**WHAT THE EXERCISE ASKS**
Copy out every line of the records below, starting with the line that contains "Q: Bound the rocky ground with a box." and running through the end of the records, both ends included.

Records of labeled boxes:
◆ ◆ ◆

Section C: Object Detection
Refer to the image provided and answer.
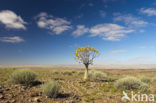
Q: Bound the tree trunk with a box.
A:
[84,64,88,80]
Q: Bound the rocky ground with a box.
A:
[0,69,156,103]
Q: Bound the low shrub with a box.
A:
[42,81,60,98]
[140,77,152,84]
[152,77,156,82]
[62,71,72,75]
[114,77,149,92]
[10,69,36,85]
[140,83,149,92]
[88,70,107,79]
[77,71,84,75]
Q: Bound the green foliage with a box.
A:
[152,77,156,82]
[140,83,149,92]
[42,81,60,98]
[62,71,72,75]
[140,77,152,84]
[114,77,149,92]
[10,69,36,85]
[88,70,107,80]
[75,46,99,64]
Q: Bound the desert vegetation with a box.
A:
[0,68,156,103]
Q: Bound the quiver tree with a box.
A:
[75,46,99,80]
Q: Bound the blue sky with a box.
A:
[0,0,156,65]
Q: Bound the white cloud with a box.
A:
[111,49,127,54]
[37,12,72,35]
[100,10,106,17]
[0,36,24,43]
[0,10,26,29]
[72,25,89,37]
[140,8,156,16]
[90,24,134,41]
[114,14,148,27]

◆ ◆ ◆

**IN RESPONSE**
Q: Bound the rocky ground with a box.
A:
[0,69,156,103]
Q: Bound the low shrub with a box.
A:
[42,81,60,98]
[140,77,152,84]
[152,77,156,82]
[62,71,72,75]
[114,77,149,92]
[10,69,36,85]
[140,83,149,92]
[88,70,107,79]
[77,71,84,75]
Q: Bound the green foliage with a box.
A:
[152,77,156,82]
[140,83,149,92]
[42,81,60,98]
[62,71,72,75]
[140,77,152,84]
[114,77,149,92]
[10,69,36,85]
[88,70,107,80]
[75,46,99,64]
Q: Bound the desert vegetation with a box.
A:
[0,68,156,103]
Q: Bound the quiver tree with a box.
A:
[75,46,99,80]
Q: Bound the blue sky with a box.
A:
[0,0,156,65]
Q: Bound the white cloud with a box.
A:
[111,49,127,54]
[37,12,72,35]
[100,10,106,17]
[0,36,24,43]
[0,10,26,29]
[72,25,89,37]
[140,8,156,16]
[90,24,134,41]
[114,14,148,27]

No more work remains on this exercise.